• **Source excerpt**

++++++++++++++++++++

Recently, there was a kind of social media phenomenon going around where women would ask their boyfriends, husbands, or male friends how often they thought about (of all things) the Roman Empire. Despite the fact the Empire reached its peak of power 2,000 years ago, people were surprised at how often men, particularly, think about it. Many men think about the Romans on a weekly basis, often daily, to the amusement and confusion of their loved ones.
Apparently, I’m one of those Rome-obsessed males, because I’m reading a book right now called Pax, by Tom Holland (a decidedly non-hunky historian, not Spider Man). Pax recounts the glory days of the Roman Empire, known as the Pax Romana, or Roman Peace, an era of harmony and prosperity that was both unprecedented and probably only truly peaceful if you weren’t one of the many, many nations occupied by Roman soldiers. In its heyday, Rome represented advances in the arts, architecture, science, military power, technology, and government that were unrivaled.
Rome’s people lived at a level of prosperity not seen again until the advent of the Industrial Revolution. Rome gave us many inventions, but perhaps its most famous (or infamous) was the Cross. The Romans perfected the Cross as an instrument of punishment. Without the Roman Empire, there would be no Cross.
As unrivaled as Rome’s power was, it paled in comparison to the greatest force of its time, or any time: the sovereignty of God. Without God, there would be no Roman Empire. God was the true God of the Romans, and he brought forth the Roman Empire to help usher in the Kingdom of Heaven.
As Paul David Tripp says, “In order for Jesus to be born as promised, to live as was necessary, and to die and rise on our behalf as he said he would, God had to exercise absolute rule over the forces of nature and complete control over human history so that, at just the right moment, Jesus would be born, live, die, and rise again for our redemption.”
God spent centuries arranging the Roman Empire, working through the affairs of men, so that he could create the perfect political context to orchestrate Jesus’ arrest and trial by the Sanhedrin, his presentation to and trial before Pilate, and his execution on the Cross– perfected by that same empire as a device of torture, humiliation, shame, and warning, but that would thereafter be known as a symbol of freedom, hope, faith, joy, and above all, love.

++++++++++++++++++++

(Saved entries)
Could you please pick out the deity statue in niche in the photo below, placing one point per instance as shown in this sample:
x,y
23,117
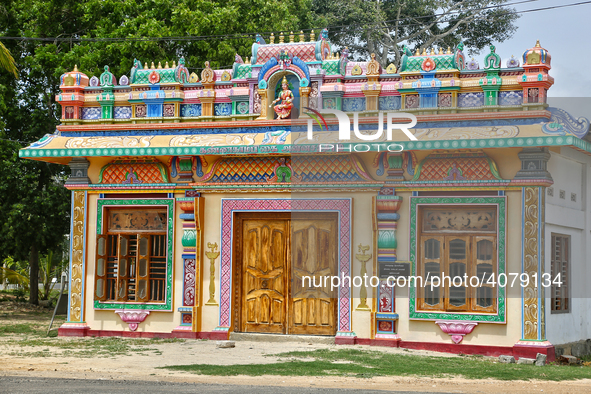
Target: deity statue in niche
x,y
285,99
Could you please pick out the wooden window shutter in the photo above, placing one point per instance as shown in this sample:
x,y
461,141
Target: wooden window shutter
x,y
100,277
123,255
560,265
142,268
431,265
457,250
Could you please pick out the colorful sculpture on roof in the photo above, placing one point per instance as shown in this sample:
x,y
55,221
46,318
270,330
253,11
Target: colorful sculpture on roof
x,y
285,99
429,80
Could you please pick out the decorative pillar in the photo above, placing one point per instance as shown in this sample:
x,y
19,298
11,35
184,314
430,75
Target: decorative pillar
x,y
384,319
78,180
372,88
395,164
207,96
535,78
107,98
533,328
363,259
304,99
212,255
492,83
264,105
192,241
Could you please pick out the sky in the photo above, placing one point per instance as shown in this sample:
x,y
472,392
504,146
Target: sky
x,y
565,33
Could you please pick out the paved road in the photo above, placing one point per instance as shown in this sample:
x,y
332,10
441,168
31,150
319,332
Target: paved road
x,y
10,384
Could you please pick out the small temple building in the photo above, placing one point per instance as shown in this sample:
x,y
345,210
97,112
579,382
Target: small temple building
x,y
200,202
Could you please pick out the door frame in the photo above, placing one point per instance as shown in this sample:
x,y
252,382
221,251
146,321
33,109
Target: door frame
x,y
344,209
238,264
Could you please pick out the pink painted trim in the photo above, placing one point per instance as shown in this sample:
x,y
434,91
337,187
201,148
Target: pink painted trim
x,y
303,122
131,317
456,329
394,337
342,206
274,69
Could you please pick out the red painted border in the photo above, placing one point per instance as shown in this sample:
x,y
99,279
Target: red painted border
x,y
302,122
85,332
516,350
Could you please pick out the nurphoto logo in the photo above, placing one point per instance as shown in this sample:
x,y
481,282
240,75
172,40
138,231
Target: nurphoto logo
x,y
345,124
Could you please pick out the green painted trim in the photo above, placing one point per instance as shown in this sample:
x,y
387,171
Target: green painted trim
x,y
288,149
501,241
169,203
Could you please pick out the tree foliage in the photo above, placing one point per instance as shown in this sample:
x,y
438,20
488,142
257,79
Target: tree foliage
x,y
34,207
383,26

++++++++++++++++++++

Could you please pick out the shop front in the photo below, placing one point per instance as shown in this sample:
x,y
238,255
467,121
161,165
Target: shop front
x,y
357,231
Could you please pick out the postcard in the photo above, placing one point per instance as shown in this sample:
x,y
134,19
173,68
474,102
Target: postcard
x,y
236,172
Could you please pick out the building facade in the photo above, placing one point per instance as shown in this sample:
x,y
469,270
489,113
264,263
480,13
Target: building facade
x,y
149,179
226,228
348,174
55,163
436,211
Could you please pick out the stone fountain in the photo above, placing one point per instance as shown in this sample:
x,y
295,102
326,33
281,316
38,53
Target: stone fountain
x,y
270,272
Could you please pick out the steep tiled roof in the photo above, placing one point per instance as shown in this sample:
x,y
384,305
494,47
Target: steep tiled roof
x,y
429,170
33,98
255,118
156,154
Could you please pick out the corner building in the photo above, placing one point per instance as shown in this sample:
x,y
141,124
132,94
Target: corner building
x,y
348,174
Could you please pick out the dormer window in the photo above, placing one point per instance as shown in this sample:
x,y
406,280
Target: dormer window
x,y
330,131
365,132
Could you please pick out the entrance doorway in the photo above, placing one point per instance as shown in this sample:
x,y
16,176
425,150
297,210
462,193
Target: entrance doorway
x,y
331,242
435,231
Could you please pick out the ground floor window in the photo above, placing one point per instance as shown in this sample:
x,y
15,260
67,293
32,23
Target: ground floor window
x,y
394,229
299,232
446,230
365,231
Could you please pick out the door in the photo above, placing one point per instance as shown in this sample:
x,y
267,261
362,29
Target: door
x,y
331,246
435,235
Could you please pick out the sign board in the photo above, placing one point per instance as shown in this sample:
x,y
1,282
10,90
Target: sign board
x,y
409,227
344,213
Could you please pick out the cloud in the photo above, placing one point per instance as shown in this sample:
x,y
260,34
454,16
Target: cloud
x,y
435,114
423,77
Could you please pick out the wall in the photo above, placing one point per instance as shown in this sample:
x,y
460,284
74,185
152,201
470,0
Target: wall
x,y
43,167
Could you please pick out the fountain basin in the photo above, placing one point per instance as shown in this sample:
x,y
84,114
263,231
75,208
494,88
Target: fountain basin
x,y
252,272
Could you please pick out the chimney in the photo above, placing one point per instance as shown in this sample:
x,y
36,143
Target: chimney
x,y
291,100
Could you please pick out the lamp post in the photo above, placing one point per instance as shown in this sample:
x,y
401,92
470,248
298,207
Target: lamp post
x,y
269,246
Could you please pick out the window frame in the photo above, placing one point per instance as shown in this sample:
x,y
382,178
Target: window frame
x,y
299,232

++++++++++++++++++++

• **Stated exercise**
In the piece on the Roman Empire and God's sovereignty, reproduce word for word the stretch from "Apparently, I’m one" through "be no Cross.".

• **The result**
Apparently, I’m one of those Rome-obsessed males, because I’m reading a book right now called Pax, by Tom Holland (a decidedly non-hunky historian, not Spider Man). Pax recounts the glory days of the Roman Empire, known as the Pax Romana, or Roman Peace, an era of harmony and prosperity that was both unprecedented and probably only truly peaceful if you weren’t one of the many, many nations occupied by Roman soldiers. In its heyday, Rome represented advances in the arts, architecture, science, military power, technology, and government that were unrivaled.
Rome’s people lived at a level of prosperity not seen again until the advent of the Industrial Revolution. Rome gave us many inventions, but perhaps its most famous (or infamous) was the Cross. The Romans perfected the Cross as an instrument of punishment. Without the Roman Empire, there would be no Cross.